• _Provided passage_:

(Step)Moms Panel: Can I bring my own thermometer? - Uncle Walt's Insider

(Step)Moms Panel: Can I bring my own thermometer?

UWI (Step)Moms Panel

The Uncle Walt’s Insider (Step) Moms Panel answers your real questions with their own totally reliable advice. [Lawyer-mandated disclaimer: do NOT rely on this advice. Our panel of experts may or may not be actual stepmoms, but they are definitely evil.]

“Dear (Step)Moms: I know you’ve said Walt Disney World is requiring temperature checks for guests. Can I bring my own thermometer?” – Emilia L., Reykjavik, Iceland

Walt:

Hi Emile, thanks for asking.

I just returned from Walt Disney World and brought my own thermometer. I don’t trust that the infrared they are using isn’t already infected with the China Virus.

I got the exact same model that Disney uses, and they would not let me use it. Then I got to thinking, what if mine and theirs were built on different lines in the factory, and mine was the one infected with the China Virus. I mean, they were both built in China, but maybe one line was infecting the thermometers and one wasn’t. It’s plausible right? Then I thought, maybe it’s been used enough that all of the China Virus was shot out of it already. I went through 6 sets of AA batteries at home hoping I got it all out of my thermometer, but what if I needed to go through 7 sets? Maybe Disney already did that.

• _Explore the material_:
**a.** In the (Step)Moms Panel column, where is the person who sent in the question from?
**b.** Write out the part of the (Step)Moms Panel column that opens with the words containing "UWI (Step)Moms Panel" and closes with "thanks for asking.".
Rely only on the (Step)Moms Panel column when answering.

• _Provided information_:
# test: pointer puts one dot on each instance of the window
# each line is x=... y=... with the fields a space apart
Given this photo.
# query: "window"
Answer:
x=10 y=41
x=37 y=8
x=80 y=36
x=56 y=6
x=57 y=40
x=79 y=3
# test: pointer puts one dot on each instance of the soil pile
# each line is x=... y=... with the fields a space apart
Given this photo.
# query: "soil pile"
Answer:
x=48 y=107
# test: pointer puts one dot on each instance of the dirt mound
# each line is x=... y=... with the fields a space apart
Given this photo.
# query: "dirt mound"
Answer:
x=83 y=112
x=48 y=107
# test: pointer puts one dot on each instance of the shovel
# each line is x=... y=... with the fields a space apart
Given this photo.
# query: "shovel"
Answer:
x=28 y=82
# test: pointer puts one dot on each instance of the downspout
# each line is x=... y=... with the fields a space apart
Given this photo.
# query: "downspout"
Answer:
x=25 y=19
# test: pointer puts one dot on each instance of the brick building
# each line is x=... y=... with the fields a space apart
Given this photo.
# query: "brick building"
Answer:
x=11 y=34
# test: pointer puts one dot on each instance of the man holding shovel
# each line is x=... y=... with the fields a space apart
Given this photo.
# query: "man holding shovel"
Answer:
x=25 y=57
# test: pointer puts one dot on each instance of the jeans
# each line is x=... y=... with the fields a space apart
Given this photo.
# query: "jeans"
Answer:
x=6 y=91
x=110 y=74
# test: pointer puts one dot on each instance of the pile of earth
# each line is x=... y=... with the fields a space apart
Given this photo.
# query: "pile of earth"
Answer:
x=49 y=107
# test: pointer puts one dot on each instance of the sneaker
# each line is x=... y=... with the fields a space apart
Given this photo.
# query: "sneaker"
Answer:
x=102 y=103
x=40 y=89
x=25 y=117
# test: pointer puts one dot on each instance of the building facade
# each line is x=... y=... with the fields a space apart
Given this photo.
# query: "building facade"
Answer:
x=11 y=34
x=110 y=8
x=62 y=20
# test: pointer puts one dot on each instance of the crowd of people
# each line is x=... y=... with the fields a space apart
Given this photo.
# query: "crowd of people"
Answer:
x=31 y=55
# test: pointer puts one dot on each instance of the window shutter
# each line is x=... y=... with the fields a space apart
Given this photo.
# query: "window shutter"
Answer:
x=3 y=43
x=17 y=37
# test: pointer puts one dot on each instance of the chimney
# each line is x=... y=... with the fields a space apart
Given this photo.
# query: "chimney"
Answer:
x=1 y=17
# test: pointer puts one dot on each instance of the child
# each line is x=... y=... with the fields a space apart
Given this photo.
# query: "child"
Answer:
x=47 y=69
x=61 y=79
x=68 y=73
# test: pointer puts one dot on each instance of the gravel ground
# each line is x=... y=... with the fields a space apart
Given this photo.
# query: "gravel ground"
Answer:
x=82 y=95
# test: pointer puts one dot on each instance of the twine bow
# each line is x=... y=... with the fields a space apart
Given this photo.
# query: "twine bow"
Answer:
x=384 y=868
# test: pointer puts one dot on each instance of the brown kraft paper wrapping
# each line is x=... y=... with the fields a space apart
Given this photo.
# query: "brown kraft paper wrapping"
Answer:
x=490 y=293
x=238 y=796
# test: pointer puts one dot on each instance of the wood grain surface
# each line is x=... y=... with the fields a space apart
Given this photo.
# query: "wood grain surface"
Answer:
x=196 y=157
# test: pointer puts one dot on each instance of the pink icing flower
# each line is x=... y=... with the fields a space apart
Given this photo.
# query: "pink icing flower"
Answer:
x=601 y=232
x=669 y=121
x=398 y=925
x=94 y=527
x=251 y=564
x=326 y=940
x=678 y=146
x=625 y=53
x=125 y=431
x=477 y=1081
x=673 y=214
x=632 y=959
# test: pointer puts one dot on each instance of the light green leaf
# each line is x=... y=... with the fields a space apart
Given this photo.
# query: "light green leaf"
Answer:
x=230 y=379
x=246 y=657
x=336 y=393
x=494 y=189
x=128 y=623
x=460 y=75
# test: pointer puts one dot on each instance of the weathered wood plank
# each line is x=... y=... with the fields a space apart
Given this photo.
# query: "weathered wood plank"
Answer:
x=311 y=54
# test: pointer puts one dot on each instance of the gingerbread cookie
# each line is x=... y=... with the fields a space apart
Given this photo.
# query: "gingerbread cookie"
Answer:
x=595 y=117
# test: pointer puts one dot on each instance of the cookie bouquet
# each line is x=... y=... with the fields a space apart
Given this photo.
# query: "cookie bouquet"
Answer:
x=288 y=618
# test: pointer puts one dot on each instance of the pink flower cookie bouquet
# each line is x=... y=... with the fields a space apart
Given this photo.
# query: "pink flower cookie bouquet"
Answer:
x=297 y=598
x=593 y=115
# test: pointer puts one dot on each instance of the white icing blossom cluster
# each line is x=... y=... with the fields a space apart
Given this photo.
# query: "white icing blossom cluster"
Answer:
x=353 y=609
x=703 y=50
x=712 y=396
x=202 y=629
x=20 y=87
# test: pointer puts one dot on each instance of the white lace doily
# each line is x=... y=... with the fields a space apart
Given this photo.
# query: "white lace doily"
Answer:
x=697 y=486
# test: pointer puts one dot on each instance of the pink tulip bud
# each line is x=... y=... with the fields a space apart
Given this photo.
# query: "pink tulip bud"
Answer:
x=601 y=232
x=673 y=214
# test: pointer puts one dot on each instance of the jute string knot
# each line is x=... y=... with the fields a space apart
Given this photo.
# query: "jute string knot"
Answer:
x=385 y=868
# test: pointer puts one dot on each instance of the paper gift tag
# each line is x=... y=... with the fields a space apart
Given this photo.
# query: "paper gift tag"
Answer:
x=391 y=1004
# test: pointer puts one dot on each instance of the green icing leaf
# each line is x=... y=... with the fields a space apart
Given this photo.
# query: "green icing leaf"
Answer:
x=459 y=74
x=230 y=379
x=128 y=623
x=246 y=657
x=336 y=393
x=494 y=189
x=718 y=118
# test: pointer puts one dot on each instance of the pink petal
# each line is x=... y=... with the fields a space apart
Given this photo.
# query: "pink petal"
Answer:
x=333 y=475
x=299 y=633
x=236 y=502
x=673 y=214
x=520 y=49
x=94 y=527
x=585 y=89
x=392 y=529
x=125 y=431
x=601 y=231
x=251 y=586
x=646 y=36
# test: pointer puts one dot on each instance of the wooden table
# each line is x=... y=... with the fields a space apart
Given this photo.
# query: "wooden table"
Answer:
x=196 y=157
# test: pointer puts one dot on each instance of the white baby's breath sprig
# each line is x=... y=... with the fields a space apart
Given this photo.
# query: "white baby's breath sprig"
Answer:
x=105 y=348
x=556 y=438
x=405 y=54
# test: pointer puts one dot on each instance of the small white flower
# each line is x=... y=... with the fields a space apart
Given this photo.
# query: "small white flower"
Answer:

• _Written answers_:
**a.** Reykjavik, Iceland.

**b.**
UWI (Step)Moms Panel

The Uncle Walt’s Insider (Step) Moms Panel answers your real questions with their own totally reliable advice. [Lawyer-mandated disclaimer: do NOT rely on this advice. Our panel of experts may or may not be actual stepmoms, but they are definitely evil.]

“Dear (Step)Moms: I know you’ve said Walt Disney World is requiring temperature checks for guests. Can I bring my own thermometer?” – Emilia L., Reykjavik, Iceland

Walt:

Hi Emile, thanks for asking.